Passage to read:
◆ ◆ ◆ ◆ ◆ ◆ ◆

WHAT'S THE CONNECTION?
The global demand for clothing is projected to rise by approximately 63% through 2030. The textile industry is responsible for polluting rivers and groundwater, as well as diverting enormous amounts of fresh water for irrigation purposes.
Only 2.5% of our water resources are actually fresh water, and more than 40% of the planet’s population suffers from water scarcity. In other words, more than 840 million people still lack basic access to clean drinking water.
According to the United Nations Environment Programme, “worldwide, it is estimated that industry is responsible for dumping 300–500 million tons of heavy metals, solvents, toxic sludge and other waste into waters each year.”
840 MILLION LACK ACCESS TO CLEAN WATER
Water clean enough to drink
Wastewater from dyehouse effluent is a major source of pollution in the clothing industry. Where our products are dyed, the water is recovered, cleaned and recirculated. After settling and skimming the water is filtered using reverse osmosis and distillation. This is basically sucking up water through really fine sand over and over, then boiling it.

◆ ◆ ◆ ◆ ◆ ◆ ◆

Records drawn from a dataset:

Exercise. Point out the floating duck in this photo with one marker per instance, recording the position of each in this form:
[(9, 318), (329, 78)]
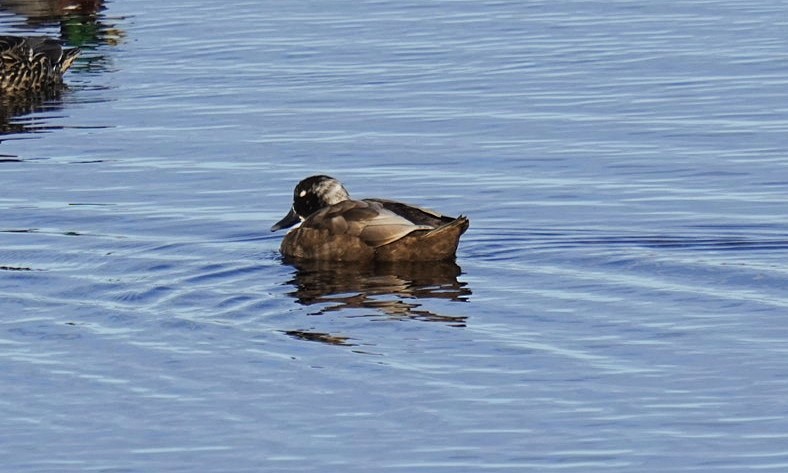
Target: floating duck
[(32, 63), (336, 228)]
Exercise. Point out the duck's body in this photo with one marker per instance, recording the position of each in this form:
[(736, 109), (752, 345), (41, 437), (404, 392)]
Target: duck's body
[(336, 228), (32, 64)]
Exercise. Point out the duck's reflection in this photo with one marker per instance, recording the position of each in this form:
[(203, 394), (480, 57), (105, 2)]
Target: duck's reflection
[(29, 113), (392, 290)]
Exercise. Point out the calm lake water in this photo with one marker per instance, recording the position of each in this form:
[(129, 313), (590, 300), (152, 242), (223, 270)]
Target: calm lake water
[(620, 302)]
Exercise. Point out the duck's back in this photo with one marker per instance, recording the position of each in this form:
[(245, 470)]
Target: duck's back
[(374, 229), (31, 64)]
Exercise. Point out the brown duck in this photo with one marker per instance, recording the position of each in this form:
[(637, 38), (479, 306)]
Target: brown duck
[(32, 64), (336, 228)]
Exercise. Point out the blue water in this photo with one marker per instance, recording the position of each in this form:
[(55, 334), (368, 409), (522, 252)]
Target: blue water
[(618, 304)]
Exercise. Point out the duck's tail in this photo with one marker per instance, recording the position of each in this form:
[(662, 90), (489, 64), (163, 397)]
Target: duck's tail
[(443, 241), (69, 55)]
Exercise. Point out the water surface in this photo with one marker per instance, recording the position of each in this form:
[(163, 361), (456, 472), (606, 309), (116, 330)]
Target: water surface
[(617, 304)]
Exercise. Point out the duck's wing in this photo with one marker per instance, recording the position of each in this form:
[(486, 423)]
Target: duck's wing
[(413, 213), (369, 220)]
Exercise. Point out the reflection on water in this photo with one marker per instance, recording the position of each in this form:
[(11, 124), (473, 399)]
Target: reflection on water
[(22, 113), (392, 289), (81, 22)]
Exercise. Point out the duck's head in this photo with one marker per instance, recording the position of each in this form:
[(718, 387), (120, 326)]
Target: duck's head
[(311, 195)]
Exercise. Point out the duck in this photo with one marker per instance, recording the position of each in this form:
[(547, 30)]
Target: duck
[(32, 64), (334, 227)]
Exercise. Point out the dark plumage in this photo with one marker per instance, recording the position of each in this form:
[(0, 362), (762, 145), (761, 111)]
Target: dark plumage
[(32, 64), (336, 228)]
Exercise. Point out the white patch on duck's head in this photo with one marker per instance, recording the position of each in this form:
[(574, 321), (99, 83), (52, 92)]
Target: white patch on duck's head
[(331, 191)]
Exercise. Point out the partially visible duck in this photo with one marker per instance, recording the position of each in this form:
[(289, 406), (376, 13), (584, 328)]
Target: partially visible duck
[(336, 228), (32, 63)]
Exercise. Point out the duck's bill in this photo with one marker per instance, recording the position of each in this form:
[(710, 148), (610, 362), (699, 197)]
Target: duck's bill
[(290, 219)]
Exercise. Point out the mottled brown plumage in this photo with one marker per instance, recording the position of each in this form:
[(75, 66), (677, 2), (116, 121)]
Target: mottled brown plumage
[(32, 64), (336, 228)]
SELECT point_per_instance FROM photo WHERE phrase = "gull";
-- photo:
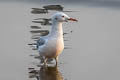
(52, 45)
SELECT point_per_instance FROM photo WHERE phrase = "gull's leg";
(56, 59)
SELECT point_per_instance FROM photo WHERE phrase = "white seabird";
(52, 45)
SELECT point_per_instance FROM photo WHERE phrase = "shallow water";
(94, 43)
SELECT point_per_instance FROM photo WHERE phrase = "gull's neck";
(56, 29)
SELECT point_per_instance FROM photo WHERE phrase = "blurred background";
(93, 43)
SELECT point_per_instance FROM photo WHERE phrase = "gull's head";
(61, 17)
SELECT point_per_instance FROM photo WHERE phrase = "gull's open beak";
(71, 19)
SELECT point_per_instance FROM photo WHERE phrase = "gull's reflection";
(46, 73)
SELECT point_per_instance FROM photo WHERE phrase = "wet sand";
(94, 43)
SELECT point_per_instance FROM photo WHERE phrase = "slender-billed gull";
(52, 45)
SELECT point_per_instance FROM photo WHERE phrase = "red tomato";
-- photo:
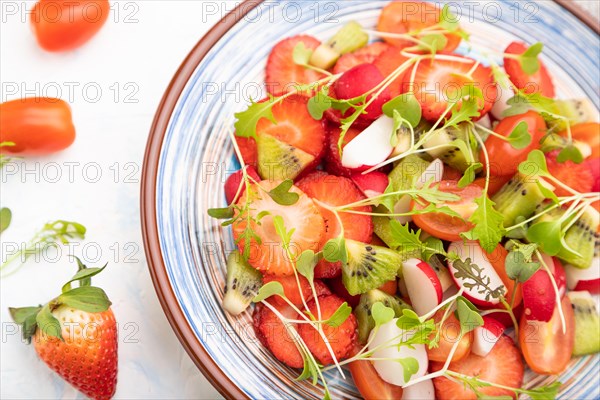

◆ ◆ ◆ ◆ ◆ ◆ ◆

Exercise set:
a) According to the passage on the clothing industry and water, by roughly what percentage is global demand for clothing projected to rise through 2030?
b) Carry on the passage on the clothing industry and water from its last sentence.
The records are not needed here.

Responses:
a) By approximately 63%.

b)
Salt is added back in so that the dye adheres and all the cruddy mulchy stuff left over is dried out and used for road markings. About 95% of the water is recirculated and recovered.
At the end, the water coming out of the filters and going back round to be reused again is crystal clear, literally clean enough to drink. Once it has been cleaned it is then used at the input for the next batch. It is a closed loop system.